Exercise
Rewrite all the items below, putting "image coordinates" wherever "pixel coordinates" appears and keeping everything else the same.

Material
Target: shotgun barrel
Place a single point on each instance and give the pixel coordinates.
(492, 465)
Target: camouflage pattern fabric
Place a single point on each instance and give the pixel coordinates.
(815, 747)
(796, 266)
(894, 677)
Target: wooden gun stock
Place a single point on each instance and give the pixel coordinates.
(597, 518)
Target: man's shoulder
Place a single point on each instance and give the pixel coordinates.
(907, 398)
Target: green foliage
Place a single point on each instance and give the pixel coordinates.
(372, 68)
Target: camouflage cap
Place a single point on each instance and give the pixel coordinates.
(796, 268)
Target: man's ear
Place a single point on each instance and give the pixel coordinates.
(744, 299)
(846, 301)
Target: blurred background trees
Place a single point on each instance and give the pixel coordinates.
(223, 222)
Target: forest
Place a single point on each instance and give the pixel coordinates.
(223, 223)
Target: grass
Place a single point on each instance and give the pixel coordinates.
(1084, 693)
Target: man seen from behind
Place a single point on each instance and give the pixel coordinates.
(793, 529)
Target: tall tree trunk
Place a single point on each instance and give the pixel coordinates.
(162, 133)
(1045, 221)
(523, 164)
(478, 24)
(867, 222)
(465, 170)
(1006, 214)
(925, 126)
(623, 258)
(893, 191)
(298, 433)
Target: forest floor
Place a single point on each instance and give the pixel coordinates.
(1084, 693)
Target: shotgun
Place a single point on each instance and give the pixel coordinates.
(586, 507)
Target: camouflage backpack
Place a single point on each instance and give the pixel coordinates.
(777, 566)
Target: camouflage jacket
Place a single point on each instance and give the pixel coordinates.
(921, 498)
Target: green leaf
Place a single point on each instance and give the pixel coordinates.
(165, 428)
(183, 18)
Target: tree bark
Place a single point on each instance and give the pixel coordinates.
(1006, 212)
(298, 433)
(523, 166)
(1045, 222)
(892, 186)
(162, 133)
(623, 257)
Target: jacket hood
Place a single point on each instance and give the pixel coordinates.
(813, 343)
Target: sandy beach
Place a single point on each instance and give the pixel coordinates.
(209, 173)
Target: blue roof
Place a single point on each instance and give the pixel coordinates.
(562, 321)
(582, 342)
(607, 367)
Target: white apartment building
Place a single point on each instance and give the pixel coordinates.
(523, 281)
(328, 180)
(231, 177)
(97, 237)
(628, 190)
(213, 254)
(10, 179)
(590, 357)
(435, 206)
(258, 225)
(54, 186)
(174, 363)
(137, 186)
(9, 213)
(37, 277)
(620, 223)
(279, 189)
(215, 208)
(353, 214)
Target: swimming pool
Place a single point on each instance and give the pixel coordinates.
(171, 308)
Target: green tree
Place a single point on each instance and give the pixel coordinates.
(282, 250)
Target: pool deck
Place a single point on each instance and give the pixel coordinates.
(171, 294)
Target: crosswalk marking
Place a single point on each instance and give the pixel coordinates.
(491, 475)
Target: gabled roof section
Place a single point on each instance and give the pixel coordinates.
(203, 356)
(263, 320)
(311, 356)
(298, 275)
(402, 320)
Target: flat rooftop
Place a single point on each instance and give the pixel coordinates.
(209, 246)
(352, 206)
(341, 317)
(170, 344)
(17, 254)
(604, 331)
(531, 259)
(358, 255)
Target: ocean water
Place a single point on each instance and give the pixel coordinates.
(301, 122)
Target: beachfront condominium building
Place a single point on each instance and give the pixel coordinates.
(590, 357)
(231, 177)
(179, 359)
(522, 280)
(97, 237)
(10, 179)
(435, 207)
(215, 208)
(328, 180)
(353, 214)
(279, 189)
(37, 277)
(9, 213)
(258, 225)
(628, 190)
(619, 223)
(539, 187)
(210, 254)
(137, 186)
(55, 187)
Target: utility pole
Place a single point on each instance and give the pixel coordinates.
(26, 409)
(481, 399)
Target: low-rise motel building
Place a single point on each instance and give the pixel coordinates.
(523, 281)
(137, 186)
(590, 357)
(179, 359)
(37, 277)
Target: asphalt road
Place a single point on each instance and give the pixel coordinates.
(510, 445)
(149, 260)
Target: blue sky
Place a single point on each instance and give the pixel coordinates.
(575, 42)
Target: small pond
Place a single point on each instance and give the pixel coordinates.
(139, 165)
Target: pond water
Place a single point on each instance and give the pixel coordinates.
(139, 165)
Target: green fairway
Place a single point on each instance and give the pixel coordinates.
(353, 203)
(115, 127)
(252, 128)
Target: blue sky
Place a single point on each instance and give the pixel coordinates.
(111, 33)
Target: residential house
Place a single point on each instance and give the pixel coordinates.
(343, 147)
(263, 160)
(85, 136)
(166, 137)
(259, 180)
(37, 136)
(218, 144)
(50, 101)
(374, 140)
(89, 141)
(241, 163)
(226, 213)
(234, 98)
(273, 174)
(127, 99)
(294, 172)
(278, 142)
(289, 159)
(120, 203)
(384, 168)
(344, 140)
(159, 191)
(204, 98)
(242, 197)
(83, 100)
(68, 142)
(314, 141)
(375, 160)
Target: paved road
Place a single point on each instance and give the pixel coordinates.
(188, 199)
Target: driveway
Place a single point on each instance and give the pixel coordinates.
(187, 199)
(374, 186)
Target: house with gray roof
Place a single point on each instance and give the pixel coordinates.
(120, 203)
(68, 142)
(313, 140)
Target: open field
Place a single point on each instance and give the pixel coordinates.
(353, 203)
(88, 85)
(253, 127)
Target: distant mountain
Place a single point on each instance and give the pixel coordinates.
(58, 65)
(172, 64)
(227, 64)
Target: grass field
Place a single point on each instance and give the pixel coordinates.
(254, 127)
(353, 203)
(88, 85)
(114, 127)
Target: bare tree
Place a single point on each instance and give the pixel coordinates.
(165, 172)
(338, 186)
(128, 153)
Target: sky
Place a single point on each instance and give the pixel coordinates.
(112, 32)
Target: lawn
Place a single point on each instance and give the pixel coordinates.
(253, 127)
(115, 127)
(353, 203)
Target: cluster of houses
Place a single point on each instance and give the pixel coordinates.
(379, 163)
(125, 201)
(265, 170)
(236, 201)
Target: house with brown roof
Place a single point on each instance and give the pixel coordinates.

Response for this exercise
Target: shotgun barrel
Place a single point on each instance and give the image coordinates.
(492, 465)
Target: camouflage pattern fabric
Place a single point on each instance and give the image coordinates.
(815, 747)
(796, 266)
(894, 677)
Target: wooden gun stock
Place a single point on each instance and give the image coordinates.
(597, 518)
Target: man's shoulder
Place a single point on each instance and give the image coordinates.
(907, 398)
Target: green foliage
Place a single point on each instance and give the image coordinates.
(372, 68)
Target: camouflage cap
Place a single point on each instance and give the image coordinates.
(796, 268)
Target: man's ear
Place a single point on each instance and give the image coordinates.
(744, 299)
(846, 301)
Target: blurred background trees
Place a single point on each instance and give the image coordinates.
(223, 222)
Target: forest
Place a single point on each instance and give the image coordinates.
(223, 223)
Target: grass
Place a single point on each instance and give the image coordinates.
(1084, 693)
Target: man seen from behind
Place a single point on each instance and give the image coordinates.
(793, 529)
Target: tall tree trunk
Place a single point on each instance and give the image coordinates.
(162, 133)
(1045, 221)
(523, 164)
(478, 24)
(867, 222)
(465, 170)
(1006, 214)
(925, 126)
(623, 258)
(893, 191)
(298, 433)
Target: forest floor
Place a single point on each instance and give the image coordinates.
(1084, 693)
Target: shotgun
Place a single point on each instance and give the image coordinates.
(586, 507)
Target: camouflage backpack
Place a single point on each instance and give the image coordinates.
(777, 566)
Target: camouflage jacket
Place a single point on each instance and give the image coordinates.
(921, 498)
Target: green leaf
Place a single point on each instance and give the image coordinates.
(165, 428)
(183, 18)
Target: tree bark
Place a single point on each instance and give the image coordinates.
(1006, 212)
(298, 433)
(523, 166)
(1045, 222)
(892, 186)
(162, 133)
(623, 257)
Target: jacket hood
Place a single point on each instance and give the image coordinates.
(813, 343)
Target: sandy beach
Place a single point on each instance and give the image coordinates.
(209, 173)
Target: blue roof
Place a single point on each instance and give the image coordinates.
(562, 321)
(582, 342)
(607, 367)
Target: white apartment building
Place a single point on each instance and give the image coordinates.
(523, 281)
(328, 180)
(231, 177)
(97, 237)
(628, 190)
(213, 254)
(10, 179)
(590, 357)
(435, 206)
(258, 225)
(54, 186)
(174, 363)
(137, 186)
(9, 213)
(37, 277)
(620, 223)
(279, 189)
(215, 208)
(353, 214)
Target: swimming pool
Place a single point on each instance and give the image coordinates.
(171, 308)
Target: green tree
Place a single point on each instance and give the image coordinates.
(282, 250)
Target: pool deck
Place a single point on each instance and give the image coordinates.
(171, 294)
Target: crosswalk marking
Place a single point on each instance and give the image coordinates.
(491, 475)
Target: gabled roof section
Place a single point on each instance and give the image coordinates.
(203, 356)
(263, 320)
(311, 356)
(298, 275)
(402, 320)
Target: flat rooftop
Place a single point on each instance and give the image coordinates.
(209, 246)
(352, 206)
(341, 317)
(170, 344)
(17, 254)
(604, 331)
(531, 259)
(358, 255)
Target: ocean water
Place a single point on each instance and give the image coordinates.
(301, 122)
Target: beachfront condominium building
Place a single point on each instance and give the image coordinates.
(590, 357)
(231, 177)
(179, 359)
(522, 280)
(97, 237)
(10, 179)
(435, 207)
(215, 208)
(328, 180)
(353, 214)
(279, 189)
(37, 277)
(9, 213)
(258, 225)
(628, 190)
(619, 223)
(539, 187)
(210, 254)
(137, 186)
(55, 187)
Target: utility pole
Place a single point on each instance and give the image coordinates.
(26, 409)
(481, 399)
Target: low-rise motel building
Place a single point on each instance and give the image coordinates.
(523, 281)
(137, 186)
(590, 357)
(179, 359)
(37, 277)
Target: asphalt road
Place a single point on each instance and give the image coordinates.
(510, 445)
(149, 260)
Target: blue sky
Place a single point on each instance and give the image coordinates.
(575, 42)
Target: small pond
Place a single point on each instance and give the image coordinates.
(139, 165)
Target: pond water
Place a single point on each instance and give the image coordinates.
(139, 165)
Target: green fairway
Place a single point on each instance and give the image coordinates.
(353, 203)
(115, 127)
(252, 128)
Target: blue sky
Place a single point on each instance and give the image coordinates.
(111, 33)
Target: residential house
Place a single point on each instance and give the image coordinates.
(343, 147)
(263, 160)
(85, 136)
(166, 137)
(259, 180)
(37, 136)
(218, 144)
(50, 101)
(374, 140)
(89, 141)
(241, 163)
(226, 213)
(234, 98)
(273, 174)
(127, 99)
(294, 172)
(278, 142)
(289, 159)
(120, 203)
(384, 168)
(344, 140)
(159, 191)
(204, 98)
(242, 197)
(83, 100)
(68, 142)
(314, 141)
(375, 160)
Target: paved road
Place a single point on each instance and give the image coordinates.
(188, 199)
Target: driveway
Place a single point on each instance and give the image coordinates.
(187, 199)
(374, 186)
Target: house with gray roof
Place a single point on each instance and give the image coordinates.
(120, 203)
(68, 142)
(313, 140)
Target: open field
Place a single point on each instance and give the image coordinates.
(353, 203)
(88, 85)
(253, 127)
Target: distant mountain
Place a single point on each instance and give the image coordinates.
(58, 65)
(172, 64)
(227, 64)
Target: grass field
Place a single point on each instance and give the image coordinates.
(254, 127)
(353, 203)
(88, 85)
(114, 127)
Target: bare tree
Place a single point on each instance and give the image coordinates.
(165, 172)
(338, 186)
(128, 153)
Target: sky
Place a single point on each instance and give the image coordinates.
(112, 32)
Target: lawn
Place a single point on each instance and give the image coordinates.
(253, 127)
(115, 127)
(353, 203)
Target: cluster of houses
Place a single point on each instance and give the image coordinates.
(379, 163)
(125, 201)
(265, 170)
(236, 201)
Target: house with brown roof
Place a single point on each instance and give the image coordinates.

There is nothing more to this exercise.